• **Directions for this task**: Format every line of the items below as a Markdown table with two columns, Row for the running number and Line for the line itself, skipping any blank lines. Leave the pictures out of the table.

• **Input rows**:

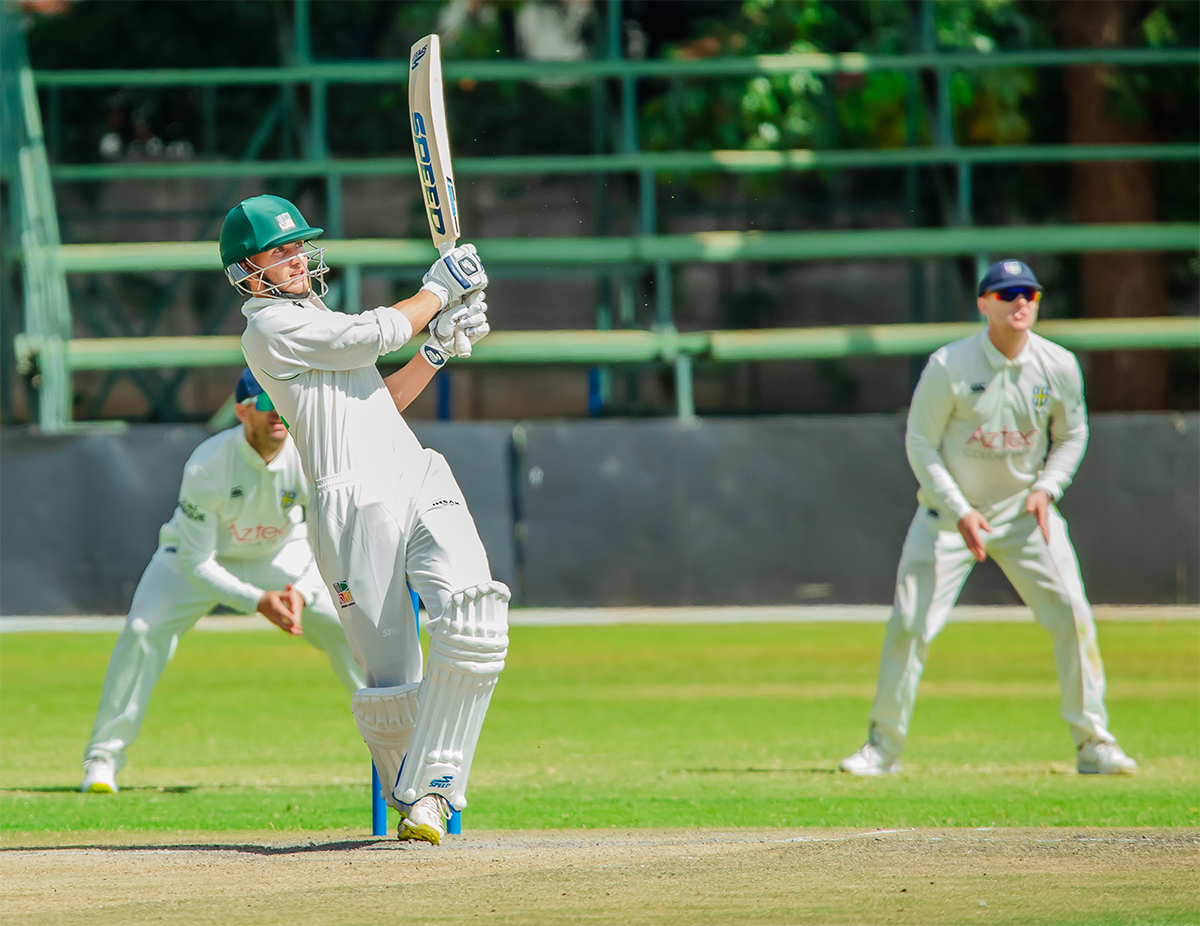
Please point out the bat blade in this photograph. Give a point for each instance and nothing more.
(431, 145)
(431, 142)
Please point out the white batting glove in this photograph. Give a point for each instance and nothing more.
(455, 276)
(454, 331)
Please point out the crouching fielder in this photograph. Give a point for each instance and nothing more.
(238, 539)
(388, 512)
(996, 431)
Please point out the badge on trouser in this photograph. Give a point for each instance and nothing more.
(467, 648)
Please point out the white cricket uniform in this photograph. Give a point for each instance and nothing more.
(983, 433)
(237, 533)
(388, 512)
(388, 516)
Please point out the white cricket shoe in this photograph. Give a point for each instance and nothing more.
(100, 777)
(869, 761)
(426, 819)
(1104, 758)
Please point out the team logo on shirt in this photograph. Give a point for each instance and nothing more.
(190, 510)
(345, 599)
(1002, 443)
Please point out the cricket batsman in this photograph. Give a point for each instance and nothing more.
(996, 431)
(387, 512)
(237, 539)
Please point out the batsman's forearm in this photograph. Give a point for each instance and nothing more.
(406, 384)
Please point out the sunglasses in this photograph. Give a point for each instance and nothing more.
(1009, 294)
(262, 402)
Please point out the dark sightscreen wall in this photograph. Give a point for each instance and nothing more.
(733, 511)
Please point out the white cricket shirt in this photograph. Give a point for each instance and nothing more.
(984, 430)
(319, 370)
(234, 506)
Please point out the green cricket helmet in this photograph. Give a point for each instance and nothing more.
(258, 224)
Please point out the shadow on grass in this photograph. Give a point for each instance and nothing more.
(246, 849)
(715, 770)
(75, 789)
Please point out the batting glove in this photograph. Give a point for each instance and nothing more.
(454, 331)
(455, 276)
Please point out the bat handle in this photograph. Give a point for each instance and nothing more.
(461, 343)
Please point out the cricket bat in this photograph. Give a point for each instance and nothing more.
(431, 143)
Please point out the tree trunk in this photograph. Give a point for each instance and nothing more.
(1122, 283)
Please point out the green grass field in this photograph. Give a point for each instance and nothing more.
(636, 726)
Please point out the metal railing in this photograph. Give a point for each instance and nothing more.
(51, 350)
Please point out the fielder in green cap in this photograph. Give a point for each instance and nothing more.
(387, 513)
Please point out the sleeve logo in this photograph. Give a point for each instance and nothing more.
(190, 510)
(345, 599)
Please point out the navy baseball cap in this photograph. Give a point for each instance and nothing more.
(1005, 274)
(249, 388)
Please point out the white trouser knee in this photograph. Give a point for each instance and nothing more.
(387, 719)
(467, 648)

• **Result of this task**:
| Row | Line |
|---|---|
| 1 | Please point out the bat blade in this photograph. Give a point for each instance and nothing more. |
| 2 | (431, 145) |
| 3 | (431, 142) |
| 4 | Please point out the white batting glove in this photograph. Give a point for each instance and nothing more. |
| 5 | (455, 276) |
| 6 | (454, 331) |
| 7 | Please point out the crouching fielder in this photograph. Give a point for each instance and nothing more. |
| 8 | (238, 539) |
| 9 | (388, 512) |
| 10 | (996, 431) |
| 11 | Please point out the badge on trouser in this photograph. Give a point for each instance and nothing more. |
| 12 | (467, 648) |
| 13 | Please point out the white cricket uniform in this photograph. Give a point for each instance and nothing more. |
| 14 | (983, 433) |
| 15 | (237, 533) |
| 16 | (388, 512) |
| 17 | (388, 516) |
| 18 | Please point out the white cricket shoe in this photograph. Give a point for each instance and nothing more. |
| 19 | (100, 777) |
| 20 | (869, 761) |
| 21 | (426, 819) |
| 22 | (1104, 758) |
| 23 | Please point out the team logo on shirt in this photograph. Give a point for each instance and nothing more. |
| 24 | (190, 510) |
| 25 | (345, 599) |
| 26 | (1002, 443) |
| 27 | Please point out the cricket batsman in this photograph. Give a point for each instance and nothing more. |
| 28 | (996, 431) |
| 29 | (387, 512) |
| 30 | (237, 539) |
| 31 | Please point out the batsman's forearm in this photograph. Give a point for each instance and nothing more. |
| 32 | (406, 384) |
| 33 | Please point out the sunglasses in this photograph. Give a point for each instance and nothing more. |
| 34 | (1009, 294) |
| 35 | (262, 402) |
| 36 | Please point out the dark sightscreen wall in this photograph. Give a point for each instance and nothing more. |
| 37 | (733, 511) |
| 38 | Please point out the white cricket shirt in this photograph. Give a point for each instance and nothing more. |
| 39 | (984, 430) |
| 40 | (319, 370) |
| 41 | (234, 506) |
| 42 | Please point out the green cricket helmet in this photograph. Give a point for each instance and nothing more. |
| 43 | (258, 224) |
| 44 | Please point out the shadow on grass in this photograph. Give a point for each instance and nothing more. |
| 45 | (246, 849) |
| 46 | (715, 770) |
| 47 | (75, 789) |
| 48 | Please point out the batting glove in this photograph. Give a point for each instance and nothing more. |
| 49 | (454, 331) |
| 50 | (455, 276) |
| 51 | Please point out the bat handle in this photograph. Give a point for each instance and nothing more. |
| 52 | (461, 343) |
| 53 | Please point out the cricket bat in this photograph. Give a point for each instance and nothing more. |
| 54 | (431, 143) |
| 55 | Please point out the tree trunk in this photograph. Give a point for each instance and nothing more. |
| 56 | (1122, 283) |
| 57 | Please point out the green grass field in this photograph. Give a point for each instance and nothing more. |
| 58 | (636, 726) |
| 59 | Please point out the metal railing in this photograph. Give a point for each instance and nothing more. |
| 60 | (51, 350) |
| 61 | Please point out the fielder in green cap in this photograph. Give a point for each instance and nothing more. |
| 62 | (387, 513) |
| 63 | Please point out the sleeve logo in this photograph. Give a point for each instance and nothing more. |
| 64 | (190, 510) |
| 65 | (345, 599) |
| 66 | Please point out the navy baseball cap in this photograph. Give a point for each instance and nothing more. |
| 67 | (1005, 274) |
| 68 | (249, 388) |
| 69 | Please point out the white trouser knee in this photograph. Give a point for each instance and nothing more. |
| 70 | (387, 719) |
| 71 | (467, 648) |